** Opening EXTRACT block **

This project aims to develop a robust deep learning framework for the automated screening of oral cancer using whole slide cytology images. The overarching goal is to improve early detection of malignancies through advanced representation learning and anomaly detection.
In the initial phase, the project extends prior work focused on representation learning in brightfield whole slide images to better pre-train our classifiers. The approach emphasizes handling class imbalance, refining evaluation metrics, and tuning model parameters to maximize classification performance. The framework incorporates both weak supervised contrastive learning (SupCon) approaches, and self-supervised contrastive learning (SimCLR).

** Closing EXTRACT block **

### TASK PROMPT
Write the next part of the oral cancer screening project description, picking up after its last sentence.

** Opening RECORDS SHOWN block **

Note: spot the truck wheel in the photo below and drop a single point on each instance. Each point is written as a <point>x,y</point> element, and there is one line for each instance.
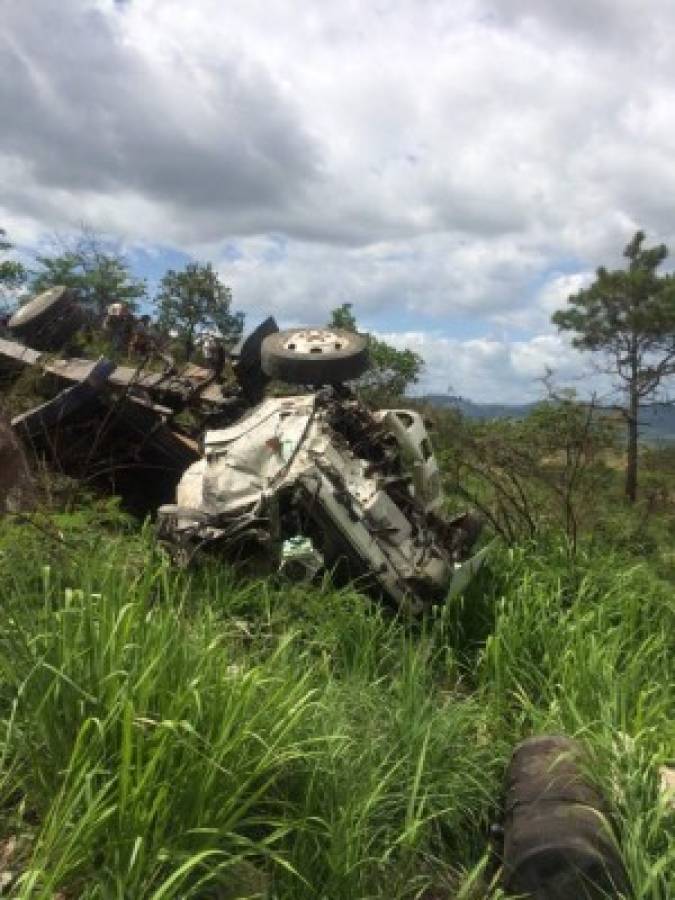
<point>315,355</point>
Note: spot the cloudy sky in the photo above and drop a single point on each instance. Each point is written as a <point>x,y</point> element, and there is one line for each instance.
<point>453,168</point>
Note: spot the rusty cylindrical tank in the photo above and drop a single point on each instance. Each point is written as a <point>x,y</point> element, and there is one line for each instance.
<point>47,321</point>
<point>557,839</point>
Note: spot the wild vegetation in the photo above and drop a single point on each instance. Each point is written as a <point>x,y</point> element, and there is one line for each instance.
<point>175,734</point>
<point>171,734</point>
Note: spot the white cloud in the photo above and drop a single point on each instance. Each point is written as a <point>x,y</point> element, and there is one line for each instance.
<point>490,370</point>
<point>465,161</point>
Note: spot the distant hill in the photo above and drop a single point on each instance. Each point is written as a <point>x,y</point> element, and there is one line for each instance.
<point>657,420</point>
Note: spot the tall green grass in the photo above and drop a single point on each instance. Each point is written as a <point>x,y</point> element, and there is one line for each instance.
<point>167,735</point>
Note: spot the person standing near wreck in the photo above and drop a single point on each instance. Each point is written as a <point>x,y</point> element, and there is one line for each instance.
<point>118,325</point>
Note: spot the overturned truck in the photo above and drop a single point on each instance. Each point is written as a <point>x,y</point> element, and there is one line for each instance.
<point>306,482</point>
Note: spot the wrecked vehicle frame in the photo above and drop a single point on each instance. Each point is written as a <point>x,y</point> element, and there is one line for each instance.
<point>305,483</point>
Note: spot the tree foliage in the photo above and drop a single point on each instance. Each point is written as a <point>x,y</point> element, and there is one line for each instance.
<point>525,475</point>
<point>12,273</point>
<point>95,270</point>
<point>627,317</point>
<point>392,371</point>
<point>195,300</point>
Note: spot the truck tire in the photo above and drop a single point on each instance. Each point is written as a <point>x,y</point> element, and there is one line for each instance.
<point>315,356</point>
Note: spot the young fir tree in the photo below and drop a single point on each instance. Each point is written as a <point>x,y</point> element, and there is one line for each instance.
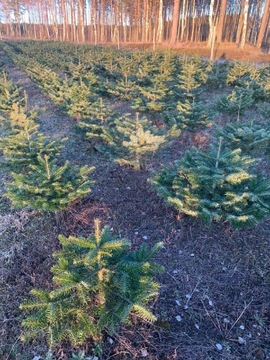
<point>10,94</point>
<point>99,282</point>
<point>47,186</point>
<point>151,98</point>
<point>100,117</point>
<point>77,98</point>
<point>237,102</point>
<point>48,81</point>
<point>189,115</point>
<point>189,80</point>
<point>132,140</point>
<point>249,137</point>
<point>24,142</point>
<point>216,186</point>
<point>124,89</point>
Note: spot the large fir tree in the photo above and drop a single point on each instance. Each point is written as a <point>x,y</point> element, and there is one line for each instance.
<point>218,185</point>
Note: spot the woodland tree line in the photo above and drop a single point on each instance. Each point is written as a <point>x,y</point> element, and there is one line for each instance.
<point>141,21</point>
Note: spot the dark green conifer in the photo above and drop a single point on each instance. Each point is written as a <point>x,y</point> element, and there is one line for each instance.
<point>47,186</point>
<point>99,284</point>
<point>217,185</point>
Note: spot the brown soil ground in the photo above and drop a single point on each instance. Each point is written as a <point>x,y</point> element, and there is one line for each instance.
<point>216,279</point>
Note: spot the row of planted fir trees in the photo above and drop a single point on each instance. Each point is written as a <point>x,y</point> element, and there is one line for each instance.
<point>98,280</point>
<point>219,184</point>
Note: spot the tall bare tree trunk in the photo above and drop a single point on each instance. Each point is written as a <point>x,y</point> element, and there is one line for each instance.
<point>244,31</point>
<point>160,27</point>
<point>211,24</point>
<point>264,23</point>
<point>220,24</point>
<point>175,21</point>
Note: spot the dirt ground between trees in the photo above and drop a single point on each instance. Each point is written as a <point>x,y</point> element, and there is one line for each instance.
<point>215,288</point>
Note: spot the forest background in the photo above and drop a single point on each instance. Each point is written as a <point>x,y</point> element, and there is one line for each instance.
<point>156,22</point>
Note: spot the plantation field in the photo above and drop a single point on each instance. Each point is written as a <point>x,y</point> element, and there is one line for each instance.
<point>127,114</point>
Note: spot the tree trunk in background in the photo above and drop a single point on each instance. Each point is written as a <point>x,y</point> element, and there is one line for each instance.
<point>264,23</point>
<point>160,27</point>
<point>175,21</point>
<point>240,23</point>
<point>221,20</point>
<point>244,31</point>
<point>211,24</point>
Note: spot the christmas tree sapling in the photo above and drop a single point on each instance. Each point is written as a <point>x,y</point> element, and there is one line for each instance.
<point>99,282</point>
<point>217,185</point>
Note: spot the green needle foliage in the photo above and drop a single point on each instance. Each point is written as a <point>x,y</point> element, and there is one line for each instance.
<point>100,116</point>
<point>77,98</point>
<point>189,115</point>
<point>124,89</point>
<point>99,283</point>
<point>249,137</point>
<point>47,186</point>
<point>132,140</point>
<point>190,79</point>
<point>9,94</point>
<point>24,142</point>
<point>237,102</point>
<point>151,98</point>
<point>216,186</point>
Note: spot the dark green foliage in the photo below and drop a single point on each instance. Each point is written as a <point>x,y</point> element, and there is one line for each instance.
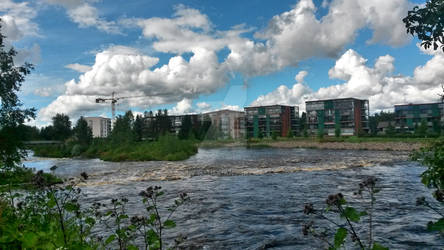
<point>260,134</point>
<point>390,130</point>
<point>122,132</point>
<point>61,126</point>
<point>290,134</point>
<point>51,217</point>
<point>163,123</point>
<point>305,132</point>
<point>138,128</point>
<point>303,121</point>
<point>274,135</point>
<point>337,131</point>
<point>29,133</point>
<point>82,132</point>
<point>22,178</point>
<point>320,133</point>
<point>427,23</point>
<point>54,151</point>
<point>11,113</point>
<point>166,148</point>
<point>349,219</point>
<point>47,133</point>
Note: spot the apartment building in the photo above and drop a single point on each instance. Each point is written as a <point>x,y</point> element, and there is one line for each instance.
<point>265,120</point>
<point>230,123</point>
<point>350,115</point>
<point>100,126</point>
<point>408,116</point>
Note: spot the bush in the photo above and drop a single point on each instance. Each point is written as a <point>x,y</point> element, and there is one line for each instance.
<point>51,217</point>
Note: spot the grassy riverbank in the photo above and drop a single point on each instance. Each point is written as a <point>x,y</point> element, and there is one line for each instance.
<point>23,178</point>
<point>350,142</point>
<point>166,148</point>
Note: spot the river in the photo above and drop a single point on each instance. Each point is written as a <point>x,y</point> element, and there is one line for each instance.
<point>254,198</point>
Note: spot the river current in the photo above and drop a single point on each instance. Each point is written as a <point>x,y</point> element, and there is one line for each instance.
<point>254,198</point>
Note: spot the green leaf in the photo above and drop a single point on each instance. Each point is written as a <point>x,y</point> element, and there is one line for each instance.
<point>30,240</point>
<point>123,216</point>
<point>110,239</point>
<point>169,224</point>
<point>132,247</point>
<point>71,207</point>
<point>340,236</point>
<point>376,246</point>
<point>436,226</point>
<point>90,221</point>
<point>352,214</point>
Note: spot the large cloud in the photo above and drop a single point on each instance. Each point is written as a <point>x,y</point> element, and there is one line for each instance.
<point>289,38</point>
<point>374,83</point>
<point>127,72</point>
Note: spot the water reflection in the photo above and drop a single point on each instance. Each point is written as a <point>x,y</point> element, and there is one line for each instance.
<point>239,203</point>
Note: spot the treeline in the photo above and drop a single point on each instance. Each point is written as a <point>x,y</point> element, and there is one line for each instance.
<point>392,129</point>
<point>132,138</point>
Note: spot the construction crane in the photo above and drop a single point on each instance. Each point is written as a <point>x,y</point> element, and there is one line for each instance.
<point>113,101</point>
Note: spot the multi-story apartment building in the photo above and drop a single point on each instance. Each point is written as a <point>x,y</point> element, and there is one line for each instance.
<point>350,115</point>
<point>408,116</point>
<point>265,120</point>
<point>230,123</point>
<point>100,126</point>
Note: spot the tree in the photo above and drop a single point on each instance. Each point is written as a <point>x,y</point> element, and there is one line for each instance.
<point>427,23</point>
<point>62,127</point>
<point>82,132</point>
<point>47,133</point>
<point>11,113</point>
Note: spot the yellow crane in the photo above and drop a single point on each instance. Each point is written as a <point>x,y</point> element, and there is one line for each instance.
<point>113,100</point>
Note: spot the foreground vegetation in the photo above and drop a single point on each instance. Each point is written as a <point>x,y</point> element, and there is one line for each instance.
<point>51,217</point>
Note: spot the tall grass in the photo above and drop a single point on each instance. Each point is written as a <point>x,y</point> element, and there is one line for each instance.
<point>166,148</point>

** Closing RECORDS SHOWN block **

### WRITTEN RESPONSE
Once the Encoder is trained, we want to evaluate different Multi-Instance Learning (MIL) approaches to train a final classifier. The proposed pipeline will be validated on large-scale whole slide image datasets, including synthetic variations generated through advanced generative modeling techniques. These synthetic datasets will help address limitations in annotated data, support data augmentation, and improve domain generalization across patient cohorts and slide preparation conditions.
The final outcome of this project will be a suite of deep learning tools for cytology image analysis, contributing to faster, more accurate, and reproducible screening of oral cancer. Results will be disseminated through high-impact journal publications and integrated into the PhD thesis, ultimately supporting translational efforts toward AI-assisted cancer diagnostics.